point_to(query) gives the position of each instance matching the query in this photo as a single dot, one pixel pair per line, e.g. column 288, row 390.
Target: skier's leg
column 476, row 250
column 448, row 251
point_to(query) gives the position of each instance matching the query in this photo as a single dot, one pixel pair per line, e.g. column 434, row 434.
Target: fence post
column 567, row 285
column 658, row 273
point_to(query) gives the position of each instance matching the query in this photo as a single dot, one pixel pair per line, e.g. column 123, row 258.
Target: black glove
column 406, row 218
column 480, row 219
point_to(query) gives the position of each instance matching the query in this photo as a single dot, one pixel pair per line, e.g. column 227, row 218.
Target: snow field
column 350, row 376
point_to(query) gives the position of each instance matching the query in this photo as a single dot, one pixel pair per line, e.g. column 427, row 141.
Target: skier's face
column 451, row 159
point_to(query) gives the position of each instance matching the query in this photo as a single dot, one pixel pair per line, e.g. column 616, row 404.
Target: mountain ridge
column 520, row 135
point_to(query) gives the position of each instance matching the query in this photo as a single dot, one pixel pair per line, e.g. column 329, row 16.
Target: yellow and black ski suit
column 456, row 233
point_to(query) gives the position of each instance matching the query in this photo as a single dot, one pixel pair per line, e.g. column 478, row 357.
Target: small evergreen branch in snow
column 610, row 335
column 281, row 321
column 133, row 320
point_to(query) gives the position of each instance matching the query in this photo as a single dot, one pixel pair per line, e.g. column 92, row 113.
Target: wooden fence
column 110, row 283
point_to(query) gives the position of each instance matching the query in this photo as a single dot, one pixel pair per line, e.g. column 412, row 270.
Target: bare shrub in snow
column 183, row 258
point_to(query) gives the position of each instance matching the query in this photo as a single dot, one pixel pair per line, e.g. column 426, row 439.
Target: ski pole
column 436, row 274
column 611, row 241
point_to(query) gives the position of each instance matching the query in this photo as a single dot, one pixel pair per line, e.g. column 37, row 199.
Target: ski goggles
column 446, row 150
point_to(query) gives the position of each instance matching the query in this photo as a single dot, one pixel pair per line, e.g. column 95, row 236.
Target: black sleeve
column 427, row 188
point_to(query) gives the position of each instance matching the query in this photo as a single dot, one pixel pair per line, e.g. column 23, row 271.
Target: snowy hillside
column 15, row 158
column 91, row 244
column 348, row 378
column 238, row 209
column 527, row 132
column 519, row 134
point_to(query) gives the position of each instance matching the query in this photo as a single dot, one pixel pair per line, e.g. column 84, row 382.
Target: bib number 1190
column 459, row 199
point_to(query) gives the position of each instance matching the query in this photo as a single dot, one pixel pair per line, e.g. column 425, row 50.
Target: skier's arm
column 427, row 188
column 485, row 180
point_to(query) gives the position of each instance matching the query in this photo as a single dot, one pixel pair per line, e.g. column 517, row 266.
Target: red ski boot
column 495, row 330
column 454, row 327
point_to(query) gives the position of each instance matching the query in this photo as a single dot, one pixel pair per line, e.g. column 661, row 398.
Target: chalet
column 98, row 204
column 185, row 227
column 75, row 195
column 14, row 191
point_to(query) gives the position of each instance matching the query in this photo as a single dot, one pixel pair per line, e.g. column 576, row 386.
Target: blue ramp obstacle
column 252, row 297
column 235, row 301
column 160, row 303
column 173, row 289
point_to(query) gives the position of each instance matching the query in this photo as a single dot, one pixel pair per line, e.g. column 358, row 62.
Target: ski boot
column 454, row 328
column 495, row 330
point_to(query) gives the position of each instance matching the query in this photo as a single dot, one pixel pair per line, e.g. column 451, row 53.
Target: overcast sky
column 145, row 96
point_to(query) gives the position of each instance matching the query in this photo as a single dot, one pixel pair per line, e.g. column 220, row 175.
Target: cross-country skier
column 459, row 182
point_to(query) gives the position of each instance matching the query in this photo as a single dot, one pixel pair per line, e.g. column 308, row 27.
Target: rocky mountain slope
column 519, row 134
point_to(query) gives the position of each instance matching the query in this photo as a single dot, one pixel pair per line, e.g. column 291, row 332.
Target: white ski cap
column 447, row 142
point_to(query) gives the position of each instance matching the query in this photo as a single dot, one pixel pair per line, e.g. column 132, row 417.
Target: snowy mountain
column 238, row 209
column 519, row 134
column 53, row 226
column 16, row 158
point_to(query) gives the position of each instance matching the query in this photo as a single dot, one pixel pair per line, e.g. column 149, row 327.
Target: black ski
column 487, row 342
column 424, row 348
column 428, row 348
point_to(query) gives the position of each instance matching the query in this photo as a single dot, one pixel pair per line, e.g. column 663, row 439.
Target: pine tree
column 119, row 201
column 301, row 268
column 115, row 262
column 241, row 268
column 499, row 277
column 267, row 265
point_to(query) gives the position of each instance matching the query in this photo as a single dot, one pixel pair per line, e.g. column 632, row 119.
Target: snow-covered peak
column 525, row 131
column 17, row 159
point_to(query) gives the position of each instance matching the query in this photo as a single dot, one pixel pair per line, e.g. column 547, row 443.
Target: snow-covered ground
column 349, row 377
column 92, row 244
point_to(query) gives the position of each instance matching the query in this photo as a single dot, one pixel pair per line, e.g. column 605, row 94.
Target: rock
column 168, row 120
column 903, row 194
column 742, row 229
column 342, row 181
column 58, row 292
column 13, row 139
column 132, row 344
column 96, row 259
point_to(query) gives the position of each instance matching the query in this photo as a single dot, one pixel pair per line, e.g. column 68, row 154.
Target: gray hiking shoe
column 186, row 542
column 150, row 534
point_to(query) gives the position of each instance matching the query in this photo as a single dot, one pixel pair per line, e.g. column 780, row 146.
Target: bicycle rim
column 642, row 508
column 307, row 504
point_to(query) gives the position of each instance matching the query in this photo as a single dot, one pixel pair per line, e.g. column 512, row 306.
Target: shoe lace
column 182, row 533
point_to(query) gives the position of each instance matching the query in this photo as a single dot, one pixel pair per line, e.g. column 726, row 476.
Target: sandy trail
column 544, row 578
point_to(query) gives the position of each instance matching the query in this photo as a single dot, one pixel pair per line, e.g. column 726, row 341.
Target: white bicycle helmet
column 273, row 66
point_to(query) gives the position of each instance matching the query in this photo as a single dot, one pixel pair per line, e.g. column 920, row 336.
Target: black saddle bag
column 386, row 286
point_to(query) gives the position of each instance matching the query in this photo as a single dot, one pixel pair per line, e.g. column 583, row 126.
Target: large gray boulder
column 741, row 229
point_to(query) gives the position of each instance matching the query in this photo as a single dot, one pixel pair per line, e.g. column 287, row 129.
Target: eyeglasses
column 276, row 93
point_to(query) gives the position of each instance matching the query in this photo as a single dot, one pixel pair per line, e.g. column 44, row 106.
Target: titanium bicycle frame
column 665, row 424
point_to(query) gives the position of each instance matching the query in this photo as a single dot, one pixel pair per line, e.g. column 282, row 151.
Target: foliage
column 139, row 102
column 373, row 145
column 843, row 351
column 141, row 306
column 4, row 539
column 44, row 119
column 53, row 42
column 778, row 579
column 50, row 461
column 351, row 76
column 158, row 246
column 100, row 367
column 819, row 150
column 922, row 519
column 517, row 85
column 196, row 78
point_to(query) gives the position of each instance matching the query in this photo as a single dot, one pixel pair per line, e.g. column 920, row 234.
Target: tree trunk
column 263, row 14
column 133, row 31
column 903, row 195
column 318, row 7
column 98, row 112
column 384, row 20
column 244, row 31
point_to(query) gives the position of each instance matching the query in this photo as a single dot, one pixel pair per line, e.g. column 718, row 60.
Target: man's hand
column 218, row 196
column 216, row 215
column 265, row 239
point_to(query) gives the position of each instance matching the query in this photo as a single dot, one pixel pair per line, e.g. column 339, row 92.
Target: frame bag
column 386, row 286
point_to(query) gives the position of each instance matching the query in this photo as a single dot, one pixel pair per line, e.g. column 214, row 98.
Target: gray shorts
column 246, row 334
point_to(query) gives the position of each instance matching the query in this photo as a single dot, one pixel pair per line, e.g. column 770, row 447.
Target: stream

### WHAT IS EXPECTED
Beginning with the first line of the listing above, print each line exactly until you have printed the line that contains "123, row 258.".

### RESPONSE TO THE EXERCISE
point_to(query) gives the position of each instance matching the query in this photo as a single dot, one pixel pair per line, e.g. column 288, row 390.
Target: skier's leg
column 476, row 250
column 448, row 251
point_to(query) gives the position of each instance matching the query in this photo as a single dot, one pixel pair per line, e.g. column 434, row 434.
Target: fence post
column 567, row 285
column 658, row 273
point_to(query) gives the position of each instance matching the query in this photo as a single dot, one pixel pair per line, e.g. column 123, row 258.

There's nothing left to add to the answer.